Rows from a dataset for box labeling:
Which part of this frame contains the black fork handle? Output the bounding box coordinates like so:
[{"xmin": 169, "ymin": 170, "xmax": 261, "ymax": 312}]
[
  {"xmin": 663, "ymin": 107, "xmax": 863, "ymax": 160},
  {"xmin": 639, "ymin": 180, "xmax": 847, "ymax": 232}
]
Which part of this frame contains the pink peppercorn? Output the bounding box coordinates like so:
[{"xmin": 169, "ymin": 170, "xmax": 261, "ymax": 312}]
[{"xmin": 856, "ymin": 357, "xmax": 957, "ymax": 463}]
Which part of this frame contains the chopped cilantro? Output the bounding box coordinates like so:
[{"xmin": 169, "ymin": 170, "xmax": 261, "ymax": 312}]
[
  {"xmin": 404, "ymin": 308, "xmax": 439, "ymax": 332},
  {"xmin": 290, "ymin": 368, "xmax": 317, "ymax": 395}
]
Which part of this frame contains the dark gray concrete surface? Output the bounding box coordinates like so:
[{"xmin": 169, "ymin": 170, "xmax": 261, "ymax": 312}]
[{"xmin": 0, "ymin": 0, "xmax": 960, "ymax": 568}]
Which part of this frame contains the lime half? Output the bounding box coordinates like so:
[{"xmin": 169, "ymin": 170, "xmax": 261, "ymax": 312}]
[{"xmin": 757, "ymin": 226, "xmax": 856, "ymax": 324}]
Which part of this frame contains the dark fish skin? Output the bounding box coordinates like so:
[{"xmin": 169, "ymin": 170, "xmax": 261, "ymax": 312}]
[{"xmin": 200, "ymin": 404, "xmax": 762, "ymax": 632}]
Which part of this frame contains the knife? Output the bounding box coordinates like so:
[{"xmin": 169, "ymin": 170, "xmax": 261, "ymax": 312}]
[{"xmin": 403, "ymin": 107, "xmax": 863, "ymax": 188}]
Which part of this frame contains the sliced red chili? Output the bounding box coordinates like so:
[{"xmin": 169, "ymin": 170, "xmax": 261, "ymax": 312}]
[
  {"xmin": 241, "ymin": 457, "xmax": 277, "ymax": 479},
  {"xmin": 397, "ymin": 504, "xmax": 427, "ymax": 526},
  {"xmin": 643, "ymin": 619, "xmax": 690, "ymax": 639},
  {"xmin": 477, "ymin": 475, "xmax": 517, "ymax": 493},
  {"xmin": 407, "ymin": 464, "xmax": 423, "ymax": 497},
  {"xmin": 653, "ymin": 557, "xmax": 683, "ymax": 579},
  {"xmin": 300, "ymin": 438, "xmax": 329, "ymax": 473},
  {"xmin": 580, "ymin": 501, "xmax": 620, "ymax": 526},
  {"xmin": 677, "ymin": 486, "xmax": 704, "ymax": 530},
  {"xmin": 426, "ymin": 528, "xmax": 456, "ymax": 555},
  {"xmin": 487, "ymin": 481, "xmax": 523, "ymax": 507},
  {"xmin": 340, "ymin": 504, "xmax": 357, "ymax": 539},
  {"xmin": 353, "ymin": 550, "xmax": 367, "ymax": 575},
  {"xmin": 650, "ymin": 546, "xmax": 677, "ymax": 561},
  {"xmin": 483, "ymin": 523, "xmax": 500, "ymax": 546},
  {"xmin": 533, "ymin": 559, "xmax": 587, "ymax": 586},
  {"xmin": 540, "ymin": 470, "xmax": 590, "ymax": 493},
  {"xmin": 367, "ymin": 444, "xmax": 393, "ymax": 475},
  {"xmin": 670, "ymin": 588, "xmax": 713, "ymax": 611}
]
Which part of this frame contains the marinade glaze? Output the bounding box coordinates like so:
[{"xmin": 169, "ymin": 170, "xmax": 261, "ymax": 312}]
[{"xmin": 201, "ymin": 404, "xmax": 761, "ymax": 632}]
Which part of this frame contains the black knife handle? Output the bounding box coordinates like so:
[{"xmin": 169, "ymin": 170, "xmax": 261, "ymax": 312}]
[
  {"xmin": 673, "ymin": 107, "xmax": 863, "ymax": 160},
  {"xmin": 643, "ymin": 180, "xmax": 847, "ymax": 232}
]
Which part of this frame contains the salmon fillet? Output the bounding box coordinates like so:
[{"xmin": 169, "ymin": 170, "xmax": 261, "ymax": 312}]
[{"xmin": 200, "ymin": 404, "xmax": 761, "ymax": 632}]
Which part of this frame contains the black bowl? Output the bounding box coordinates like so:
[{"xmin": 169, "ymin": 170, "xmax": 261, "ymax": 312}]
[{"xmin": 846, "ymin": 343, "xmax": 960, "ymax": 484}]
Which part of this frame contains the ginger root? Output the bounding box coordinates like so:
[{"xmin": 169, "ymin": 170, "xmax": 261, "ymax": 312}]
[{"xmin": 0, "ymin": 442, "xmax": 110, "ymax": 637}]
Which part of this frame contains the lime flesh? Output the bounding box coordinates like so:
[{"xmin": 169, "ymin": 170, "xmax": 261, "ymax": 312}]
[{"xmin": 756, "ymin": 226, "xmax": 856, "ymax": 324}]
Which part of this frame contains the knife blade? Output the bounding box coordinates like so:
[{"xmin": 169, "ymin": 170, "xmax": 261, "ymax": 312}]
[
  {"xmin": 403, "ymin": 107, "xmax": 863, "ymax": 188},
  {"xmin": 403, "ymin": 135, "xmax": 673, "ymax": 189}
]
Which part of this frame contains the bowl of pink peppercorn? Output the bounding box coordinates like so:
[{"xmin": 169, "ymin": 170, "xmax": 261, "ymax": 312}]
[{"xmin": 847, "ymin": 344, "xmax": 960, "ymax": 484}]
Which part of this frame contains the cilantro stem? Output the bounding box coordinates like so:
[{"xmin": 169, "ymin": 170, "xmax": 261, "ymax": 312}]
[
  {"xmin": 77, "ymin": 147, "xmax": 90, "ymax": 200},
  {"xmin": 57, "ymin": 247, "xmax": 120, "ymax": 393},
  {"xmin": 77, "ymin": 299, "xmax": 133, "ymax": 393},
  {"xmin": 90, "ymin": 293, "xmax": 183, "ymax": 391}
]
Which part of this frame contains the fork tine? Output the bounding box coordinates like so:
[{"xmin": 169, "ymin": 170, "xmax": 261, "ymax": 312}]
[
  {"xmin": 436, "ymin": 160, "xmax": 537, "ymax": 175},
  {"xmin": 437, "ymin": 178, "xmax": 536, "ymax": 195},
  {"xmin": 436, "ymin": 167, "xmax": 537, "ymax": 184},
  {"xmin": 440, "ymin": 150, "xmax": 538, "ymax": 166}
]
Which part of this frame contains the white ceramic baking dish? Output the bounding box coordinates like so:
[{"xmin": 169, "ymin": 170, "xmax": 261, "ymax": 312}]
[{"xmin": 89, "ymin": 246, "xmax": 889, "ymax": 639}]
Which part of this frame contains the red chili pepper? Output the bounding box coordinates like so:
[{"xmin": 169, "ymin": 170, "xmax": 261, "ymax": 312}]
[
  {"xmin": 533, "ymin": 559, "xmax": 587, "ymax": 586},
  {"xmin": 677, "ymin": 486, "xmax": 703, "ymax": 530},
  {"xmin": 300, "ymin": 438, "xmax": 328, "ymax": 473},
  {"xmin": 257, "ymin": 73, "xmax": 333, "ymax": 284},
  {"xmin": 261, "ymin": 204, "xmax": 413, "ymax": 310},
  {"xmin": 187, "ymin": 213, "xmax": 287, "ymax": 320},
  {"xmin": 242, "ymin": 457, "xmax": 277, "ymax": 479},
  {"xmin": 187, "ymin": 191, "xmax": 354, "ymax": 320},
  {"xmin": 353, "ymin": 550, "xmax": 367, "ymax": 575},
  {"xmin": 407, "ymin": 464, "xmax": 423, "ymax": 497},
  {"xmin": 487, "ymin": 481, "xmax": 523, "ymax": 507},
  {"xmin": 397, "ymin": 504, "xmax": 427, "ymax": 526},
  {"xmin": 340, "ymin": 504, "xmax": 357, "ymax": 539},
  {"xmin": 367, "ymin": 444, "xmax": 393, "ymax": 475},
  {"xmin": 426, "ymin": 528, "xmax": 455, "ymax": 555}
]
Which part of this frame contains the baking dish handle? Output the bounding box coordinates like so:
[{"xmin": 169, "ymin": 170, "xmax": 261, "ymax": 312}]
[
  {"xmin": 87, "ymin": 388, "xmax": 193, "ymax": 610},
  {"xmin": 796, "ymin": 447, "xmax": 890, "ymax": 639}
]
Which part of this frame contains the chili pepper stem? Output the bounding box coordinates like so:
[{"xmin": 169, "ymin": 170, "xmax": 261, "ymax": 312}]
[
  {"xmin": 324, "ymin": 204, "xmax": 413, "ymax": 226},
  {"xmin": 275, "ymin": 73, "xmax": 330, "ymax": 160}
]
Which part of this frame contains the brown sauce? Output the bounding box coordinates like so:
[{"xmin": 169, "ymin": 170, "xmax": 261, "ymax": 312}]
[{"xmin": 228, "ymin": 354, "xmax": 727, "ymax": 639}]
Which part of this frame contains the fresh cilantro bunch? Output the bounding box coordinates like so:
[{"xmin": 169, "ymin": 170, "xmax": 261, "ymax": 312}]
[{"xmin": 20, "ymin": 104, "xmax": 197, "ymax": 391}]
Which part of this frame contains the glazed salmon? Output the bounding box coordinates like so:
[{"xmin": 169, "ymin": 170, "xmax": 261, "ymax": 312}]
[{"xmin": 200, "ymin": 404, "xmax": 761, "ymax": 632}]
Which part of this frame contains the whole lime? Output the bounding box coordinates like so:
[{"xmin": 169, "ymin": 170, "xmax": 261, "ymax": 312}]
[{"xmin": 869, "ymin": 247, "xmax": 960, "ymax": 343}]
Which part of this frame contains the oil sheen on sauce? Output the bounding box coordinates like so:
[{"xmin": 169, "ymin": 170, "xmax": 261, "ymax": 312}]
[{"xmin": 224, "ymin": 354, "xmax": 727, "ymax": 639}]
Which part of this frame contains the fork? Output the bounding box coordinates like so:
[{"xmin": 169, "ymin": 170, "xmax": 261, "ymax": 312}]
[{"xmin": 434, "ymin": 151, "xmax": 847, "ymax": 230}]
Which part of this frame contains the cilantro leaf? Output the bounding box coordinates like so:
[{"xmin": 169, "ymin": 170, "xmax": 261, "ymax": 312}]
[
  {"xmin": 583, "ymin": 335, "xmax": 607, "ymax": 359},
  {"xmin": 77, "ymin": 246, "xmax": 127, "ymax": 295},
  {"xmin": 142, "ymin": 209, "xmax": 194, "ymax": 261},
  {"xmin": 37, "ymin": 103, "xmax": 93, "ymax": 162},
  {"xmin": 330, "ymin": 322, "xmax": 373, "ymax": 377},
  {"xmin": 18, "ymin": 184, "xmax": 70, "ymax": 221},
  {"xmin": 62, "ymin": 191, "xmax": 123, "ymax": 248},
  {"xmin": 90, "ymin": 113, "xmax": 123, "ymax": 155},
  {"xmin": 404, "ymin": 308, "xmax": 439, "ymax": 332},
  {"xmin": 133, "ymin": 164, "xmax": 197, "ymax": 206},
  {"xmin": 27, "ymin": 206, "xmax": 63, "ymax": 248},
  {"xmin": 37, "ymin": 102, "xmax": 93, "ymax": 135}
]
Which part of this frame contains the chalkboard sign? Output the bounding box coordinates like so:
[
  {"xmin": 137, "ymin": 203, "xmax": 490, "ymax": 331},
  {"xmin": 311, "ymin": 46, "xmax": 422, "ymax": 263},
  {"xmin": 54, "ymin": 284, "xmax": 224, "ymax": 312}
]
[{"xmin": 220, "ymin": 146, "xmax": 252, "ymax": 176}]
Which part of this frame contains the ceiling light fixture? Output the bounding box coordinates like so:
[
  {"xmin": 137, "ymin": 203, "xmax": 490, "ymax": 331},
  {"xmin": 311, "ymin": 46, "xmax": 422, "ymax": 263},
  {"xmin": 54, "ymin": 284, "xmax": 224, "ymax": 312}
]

Work required:
Extract every line above that contains the string "knife". Case counts.

Solution to this task:
Which part of this frame contains the knife? Output the bounding box coordinates like so:
Which part of this frame contains the black knife handle? Output the bounding box coordinates like so:
Which part of this frame contains the knife blade? Output the bounding box coordinates like so:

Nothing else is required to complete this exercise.